◆ **Extracto del texto**
=-=-=-=-=
La tensión en el vínculo entre los políticos y la administración tiene origen en las características propias del Estado Moderno y en la manera en que, de manera paulatina, se fue extendiendo la democracia representativa.
Para Weber, la característica más saliente de la modernidad está en la racionalización progresiva que impone a la sociedad, siendo la acción racional con arreglo a fines la que más se expande en la modernidad, institucionalizándose en el derecho moderno y en la burocracia estatal, mediante técnicas como la contabilidad moderna o el cálculo monetario.
Esta racionalidad formal, universalista, técnica, que supone el cálculo de los medios más eficientes para conseguir determinados fines, se contrapone a la racionalidad material con arreglo a valores, en la que el fin es un valor en sí mismo, que puede adquirir la forma ética, estética, religiosa o política, siendo esta última la que más conflicto genera con la burocracia en la medida en que se extiende la democracia representativa y los políticos ocupan el puesto de mando del Estado.
Frente a un político con la legitimidad del voto, que resuelve sobre cuestiones de poder, que analiza quien gana y quien pierde en cada caso, y que define los fines de la acción, se encuentra una burocracia con la legitimidad de la eficiencia, que aporta medios (información, conocimiento) para conseguir los fines definidos por el político.
=-=-=-=-=
◆ **Extracto de datos**

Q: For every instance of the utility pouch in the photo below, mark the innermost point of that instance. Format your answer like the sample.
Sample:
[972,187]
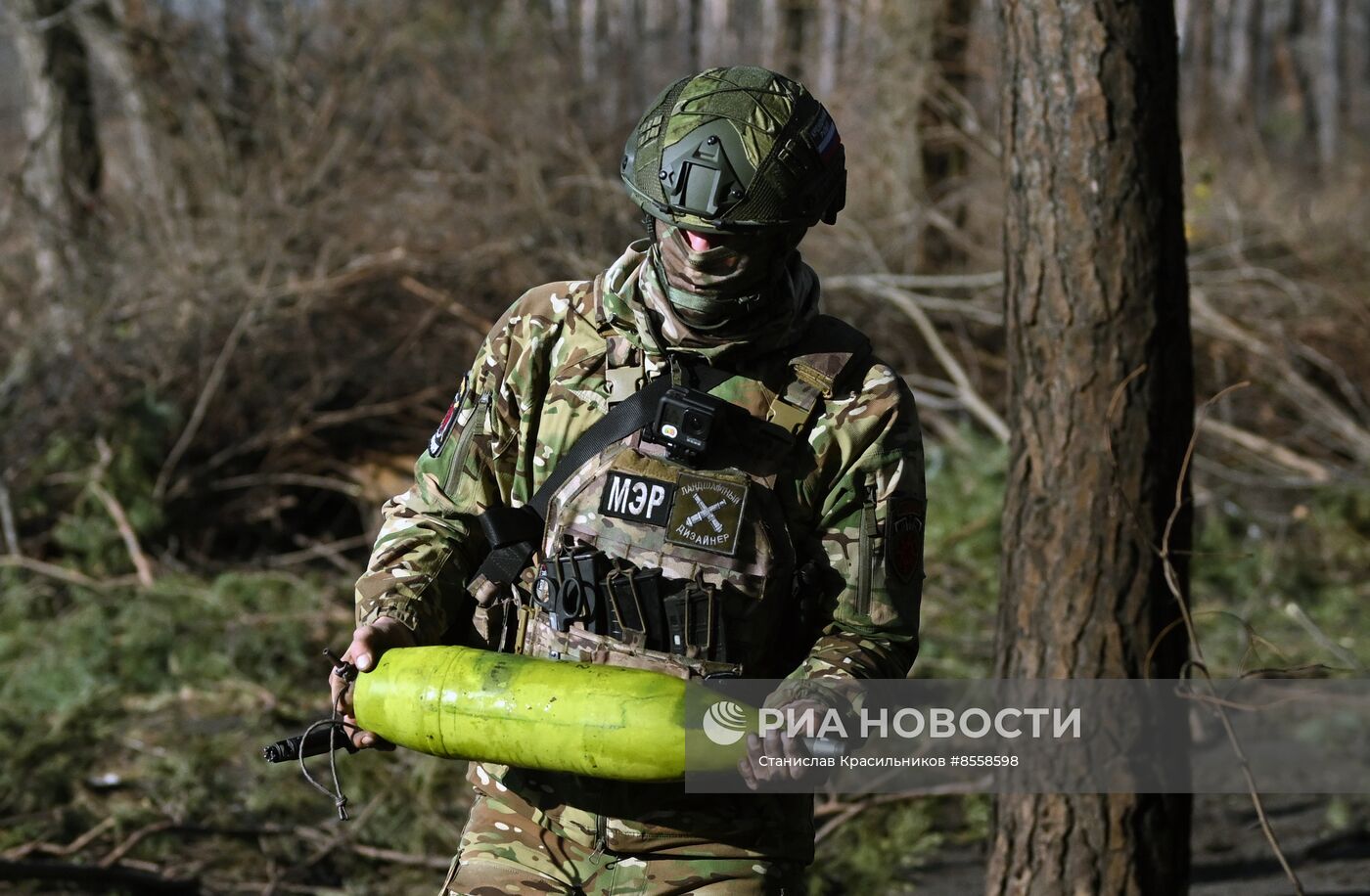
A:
[695,621]
[568,588]
[634,607]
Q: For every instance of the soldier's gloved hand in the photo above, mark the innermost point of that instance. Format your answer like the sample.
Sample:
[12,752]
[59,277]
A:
[760,768]
[369,642]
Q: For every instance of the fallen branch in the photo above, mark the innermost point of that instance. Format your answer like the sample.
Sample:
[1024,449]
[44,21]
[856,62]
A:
[448,303]
[965,390]
[61,573]
[98,877]
[1260,445]
[1171,577]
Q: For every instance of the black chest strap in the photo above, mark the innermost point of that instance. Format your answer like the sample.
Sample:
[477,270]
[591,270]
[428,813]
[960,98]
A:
[514,532]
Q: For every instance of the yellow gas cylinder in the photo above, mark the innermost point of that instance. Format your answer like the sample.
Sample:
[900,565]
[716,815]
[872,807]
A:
[602,721]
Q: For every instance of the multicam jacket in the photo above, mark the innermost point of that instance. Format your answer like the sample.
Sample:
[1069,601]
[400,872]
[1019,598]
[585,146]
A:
[845,563]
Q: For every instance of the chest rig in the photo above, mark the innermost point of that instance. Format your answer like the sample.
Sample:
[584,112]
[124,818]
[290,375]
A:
[664,543]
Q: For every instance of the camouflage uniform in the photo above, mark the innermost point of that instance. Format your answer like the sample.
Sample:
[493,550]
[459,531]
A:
[537,383]
[800,536]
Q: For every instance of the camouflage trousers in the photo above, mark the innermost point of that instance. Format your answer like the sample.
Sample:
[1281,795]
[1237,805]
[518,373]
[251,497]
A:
[503,852]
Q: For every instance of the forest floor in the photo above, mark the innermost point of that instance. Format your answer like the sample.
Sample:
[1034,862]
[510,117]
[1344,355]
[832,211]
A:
[1230,858]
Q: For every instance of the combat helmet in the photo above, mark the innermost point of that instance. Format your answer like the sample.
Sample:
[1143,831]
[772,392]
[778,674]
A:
[733,150]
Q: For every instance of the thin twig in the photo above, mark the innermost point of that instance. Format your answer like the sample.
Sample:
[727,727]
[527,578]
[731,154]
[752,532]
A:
[965,390]
[11,533]
[1171,578]
[448,303]
[130,539]
[59,573]
[65,850]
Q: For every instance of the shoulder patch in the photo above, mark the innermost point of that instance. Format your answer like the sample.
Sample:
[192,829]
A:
[904,537]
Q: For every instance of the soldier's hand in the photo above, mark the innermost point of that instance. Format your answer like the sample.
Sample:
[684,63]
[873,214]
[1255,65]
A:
[369,643]
[777,756]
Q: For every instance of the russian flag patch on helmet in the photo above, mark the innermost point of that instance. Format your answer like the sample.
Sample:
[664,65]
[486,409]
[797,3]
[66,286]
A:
[825,137]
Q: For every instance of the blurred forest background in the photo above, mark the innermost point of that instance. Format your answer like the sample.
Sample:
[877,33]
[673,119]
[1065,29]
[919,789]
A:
[249,246]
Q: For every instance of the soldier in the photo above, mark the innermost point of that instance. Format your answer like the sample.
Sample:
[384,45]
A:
[753,505]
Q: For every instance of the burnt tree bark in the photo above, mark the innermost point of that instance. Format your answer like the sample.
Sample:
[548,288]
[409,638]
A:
[1095,290]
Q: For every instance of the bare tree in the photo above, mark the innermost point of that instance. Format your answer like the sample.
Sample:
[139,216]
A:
[1328,79]
[1244,61]
[62,167]
[1098,332]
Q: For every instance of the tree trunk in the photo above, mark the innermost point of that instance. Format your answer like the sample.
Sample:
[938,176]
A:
[62,168]
[589,41]
[828,47]
[1328,81]
[1095,291]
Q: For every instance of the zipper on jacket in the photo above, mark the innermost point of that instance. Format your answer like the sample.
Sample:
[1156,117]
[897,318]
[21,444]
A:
[866,551]
[463,443]
[600,834]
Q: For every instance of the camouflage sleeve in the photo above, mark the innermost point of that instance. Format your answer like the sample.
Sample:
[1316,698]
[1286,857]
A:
[870,529]
[431,541]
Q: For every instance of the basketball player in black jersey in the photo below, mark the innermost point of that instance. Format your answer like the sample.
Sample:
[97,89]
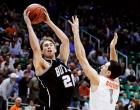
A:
[55,78]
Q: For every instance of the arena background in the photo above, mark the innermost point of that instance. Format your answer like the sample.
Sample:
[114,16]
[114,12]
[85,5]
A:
[98,20]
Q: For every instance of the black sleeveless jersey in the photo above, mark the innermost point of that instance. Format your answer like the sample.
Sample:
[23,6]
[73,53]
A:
[56,86]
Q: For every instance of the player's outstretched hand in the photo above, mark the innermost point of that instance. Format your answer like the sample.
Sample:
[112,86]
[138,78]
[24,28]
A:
[114,40]
[74,24]
[26,17]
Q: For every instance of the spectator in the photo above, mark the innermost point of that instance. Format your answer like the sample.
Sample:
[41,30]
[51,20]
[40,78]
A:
[31,105]
[6,86]
[124,99]
[17,105]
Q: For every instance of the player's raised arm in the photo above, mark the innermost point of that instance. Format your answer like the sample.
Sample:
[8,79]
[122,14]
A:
[38,61]
[64,48]
[80,53]
[113,54]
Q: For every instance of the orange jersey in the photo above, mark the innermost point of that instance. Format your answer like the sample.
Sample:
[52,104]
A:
[105,96]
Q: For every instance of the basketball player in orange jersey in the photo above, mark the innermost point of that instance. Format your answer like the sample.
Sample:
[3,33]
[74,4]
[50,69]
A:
[55,79]
[104,90]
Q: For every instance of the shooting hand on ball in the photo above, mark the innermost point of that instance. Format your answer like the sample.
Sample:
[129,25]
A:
[26,17]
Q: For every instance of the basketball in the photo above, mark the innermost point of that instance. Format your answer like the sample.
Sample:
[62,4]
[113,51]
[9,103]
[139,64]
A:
[36,14]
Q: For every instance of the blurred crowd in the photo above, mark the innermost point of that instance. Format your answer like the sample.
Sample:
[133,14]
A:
[17,74]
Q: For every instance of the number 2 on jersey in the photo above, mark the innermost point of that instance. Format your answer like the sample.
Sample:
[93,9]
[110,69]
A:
[68,82]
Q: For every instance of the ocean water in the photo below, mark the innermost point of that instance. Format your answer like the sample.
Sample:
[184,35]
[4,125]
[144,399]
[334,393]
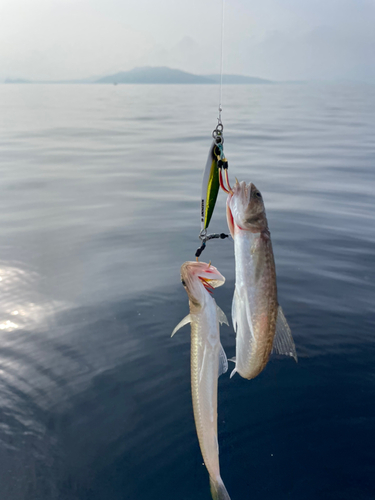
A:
[99,207]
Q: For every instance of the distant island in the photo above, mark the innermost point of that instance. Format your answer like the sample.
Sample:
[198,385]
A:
[164,75]
[155,75]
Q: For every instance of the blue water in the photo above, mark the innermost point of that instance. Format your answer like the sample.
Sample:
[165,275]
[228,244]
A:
[99,207]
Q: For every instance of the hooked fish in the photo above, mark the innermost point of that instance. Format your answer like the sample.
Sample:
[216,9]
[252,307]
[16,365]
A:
[258,319]
[208,361]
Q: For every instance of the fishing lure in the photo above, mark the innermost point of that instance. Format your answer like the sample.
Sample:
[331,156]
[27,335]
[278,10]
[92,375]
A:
[211,183]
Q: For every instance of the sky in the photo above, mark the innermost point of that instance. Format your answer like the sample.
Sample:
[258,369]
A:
[275,39]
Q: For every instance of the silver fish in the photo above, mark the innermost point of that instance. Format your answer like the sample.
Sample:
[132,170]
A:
[258,319]
[208,361]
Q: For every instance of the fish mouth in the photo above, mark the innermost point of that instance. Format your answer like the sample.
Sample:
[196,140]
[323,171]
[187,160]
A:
[206,284]
[200,272]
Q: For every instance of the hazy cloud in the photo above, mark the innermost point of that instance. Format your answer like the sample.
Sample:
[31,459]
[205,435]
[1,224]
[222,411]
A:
[292,39]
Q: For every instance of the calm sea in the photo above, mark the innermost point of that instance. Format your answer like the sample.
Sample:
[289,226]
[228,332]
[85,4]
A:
[99,207]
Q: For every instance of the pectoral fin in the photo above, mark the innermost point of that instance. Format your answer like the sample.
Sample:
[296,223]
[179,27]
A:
[283,342]
[234,370]
[221,316]
[182,323]
[235,313]
[223,362]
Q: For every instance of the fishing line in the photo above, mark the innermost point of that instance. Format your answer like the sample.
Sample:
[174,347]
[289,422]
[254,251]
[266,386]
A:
[216,162]
[221,61]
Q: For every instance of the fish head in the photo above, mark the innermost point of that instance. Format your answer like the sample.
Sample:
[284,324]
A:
[245,209]
[199,277]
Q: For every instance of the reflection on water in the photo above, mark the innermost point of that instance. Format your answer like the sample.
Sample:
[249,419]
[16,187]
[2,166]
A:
[99,208]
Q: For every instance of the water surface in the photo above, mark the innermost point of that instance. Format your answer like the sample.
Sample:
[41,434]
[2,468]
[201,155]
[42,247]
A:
[99,207]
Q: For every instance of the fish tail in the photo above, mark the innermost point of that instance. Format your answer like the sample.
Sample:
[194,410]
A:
[218,490]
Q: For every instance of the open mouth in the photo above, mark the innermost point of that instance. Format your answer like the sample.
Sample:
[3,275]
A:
[206,284]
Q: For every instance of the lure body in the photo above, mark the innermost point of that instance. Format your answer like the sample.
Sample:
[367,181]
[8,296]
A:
[208,362]
[210,187]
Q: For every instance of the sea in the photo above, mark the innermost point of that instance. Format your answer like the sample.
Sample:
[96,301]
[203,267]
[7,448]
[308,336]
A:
[99,207]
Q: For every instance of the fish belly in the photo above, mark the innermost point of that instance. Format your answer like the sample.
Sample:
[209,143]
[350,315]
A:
[205,345]
[254,309]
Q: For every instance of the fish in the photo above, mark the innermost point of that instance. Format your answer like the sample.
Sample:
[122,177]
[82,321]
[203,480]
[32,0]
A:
[208,361]
[258,319]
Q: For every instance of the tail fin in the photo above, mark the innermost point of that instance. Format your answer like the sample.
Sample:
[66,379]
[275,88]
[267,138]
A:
[218,490]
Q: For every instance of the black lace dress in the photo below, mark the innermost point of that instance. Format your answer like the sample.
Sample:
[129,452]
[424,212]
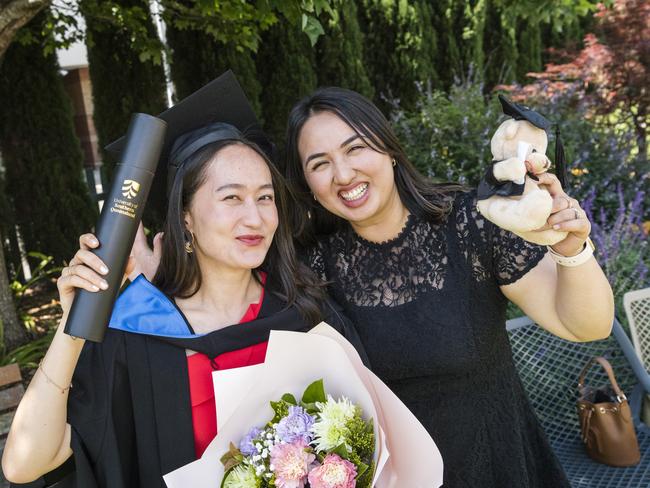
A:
[431,316]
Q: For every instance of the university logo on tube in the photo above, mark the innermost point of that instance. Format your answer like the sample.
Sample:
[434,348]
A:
[130,189]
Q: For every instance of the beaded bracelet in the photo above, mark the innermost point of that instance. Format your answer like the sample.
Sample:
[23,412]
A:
[51,381]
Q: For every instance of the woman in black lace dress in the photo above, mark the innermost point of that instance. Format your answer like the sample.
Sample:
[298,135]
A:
[426,280]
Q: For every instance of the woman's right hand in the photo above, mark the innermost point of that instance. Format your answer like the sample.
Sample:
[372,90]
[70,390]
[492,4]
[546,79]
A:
[86,271]
[146,259]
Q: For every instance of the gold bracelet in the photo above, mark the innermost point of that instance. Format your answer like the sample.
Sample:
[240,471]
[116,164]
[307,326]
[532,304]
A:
[49,380]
=-=-=-=-=
◆ **Enunciado A**
Reescribe el pasaje del extracto del texto que empieza en las palabras "La tensión en" y termina después de "el cálculo monetario.", sustituyendo "burocracia estatal" por "administración pública".
◆ **Enunciado B**
Responde a partir del extracto del texto:
(i) Según Weber, ¿qué tipo de acción es la que más se expande en la modernidad?
(ii) ¿Qué formas puede adquirir la racionalidad material con arreglo a valores?
(iii) ¿Qué aporta la burocracia para conseguir los fines definidos por el político?
◆ **Enunciado C**
Según el extracto del texto, ¿por qué la forma política de la racionalidad con arreglo a valores es la que más conflicto genera con la burocracia? Contesta en una a tres oraciones.

◆ **Respuesta A**
La tensión en el vínculo entre los políticos y la administración tiene origen en las características propias del Estado Moderno y en la manera en que, de manera paulatina, se fue extendiendo la democracia representativa.
Para Weber, la característica más saliente de la modernidad está en la racionalización progresiva que impone a la sociedad, siendo la acción racional con arreglo a fines la que más se expande en la modernidad, institucionalizándose en el derecho moderno y en la administración pública, mediante técnicas como la contabilidad moderna o el cálculo monetario.

◆ **Respuesta B**
(i) La acción racional con arreglo a fines.
(ii) Ética, estética, religiosa o política.
(iii) Medios, como información y conocimiento.

◆ **Respuesta C**
Porque la democracia representativa se extiende y los políticos pasan a ocupar el puesto de mando del Estado. Así, su racionalidad con arreglo a valores políticos se enfrenta a la racionalidad formal y técnica de la burocracia.